▶ [Study text]
=== Section Start ===

Plan keeps sediment at dam cleanup site

Project removing tons of mine waste buildup

Associated Press

BUTTE – Officials say some sediment from the Milltown Dam cleanup may stay on site rather than being shipped to Anaconda.

The issue is part of a recently proposed amendment to a $2.8 million grant approved last year by Gov. Brian Schweitzer.

Originally, the sediment would have been shipped by rail to a remediation site.

The proposed change would allow the state to negotiate with contractors working on the project to store some at the Milltown Dam site if they thought it would be best.

A repository in the area is covered with water and sediment could be used for a cap material to stop water from collecting, said Robert Collins, supervising assistant attorney general.

“I think it would be an environmental benefit to fill that up,” he said.

The proposal would allow the state to store as much as 700,000 cubic yards of Milltown Dam sediment to fill existing waste repositories at the site.

=== Section End ===

▶ [Tasks to carry out]
1 - Revise the Milltown Dam sediment article starting at "The issue is" and ending at "a remediation site.", with "rail" changed to "truck".
2 - Carry on the news article about the Milltown Dam sediment plan from its final sentence.

▶ [Information provided]
=== Section Start ===

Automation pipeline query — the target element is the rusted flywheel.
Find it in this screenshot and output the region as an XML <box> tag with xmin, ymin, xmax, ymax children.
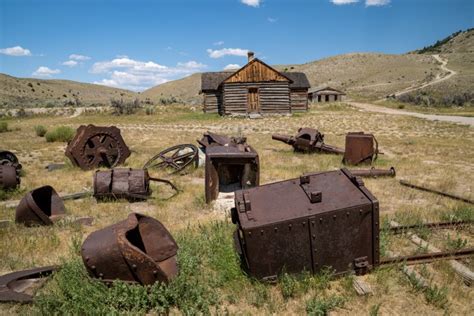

=== Section End ===

▶ [Your responses]
1 -
The issue is part of a recently proposed amendment to a $2.8 million grant approved last year by Gov. Brian Schweitzer.

Originally, the sediment would have been shipped by truck to a remediation site.

2 -
That’s in addition to the more than 2 million cubic yards being shipped to the BP-Arco Waste Repository, where the sediment is being used to cap old mine waste at the Superfund site.

The plan must be approved by Schweitzer.

Work continues to remove tons of mine waste that had settled behind the dam after more than a century of mining and smelting in the Butte area.

The dam was breached earlier this year, allowing the Clark Fork and Blackfoot rivers to flow unimpeded.

Biologists say the fishery will eventually recover and the trout will be stronger, allowed to migrate and spawn upstream into traditional habitat in the two rivers.

Most of the $120 million cleanup is being paid for by Atlantic Richfield Co., which assumed financial responsibility for the Milltown Dam site after a merger with Anaconda Co.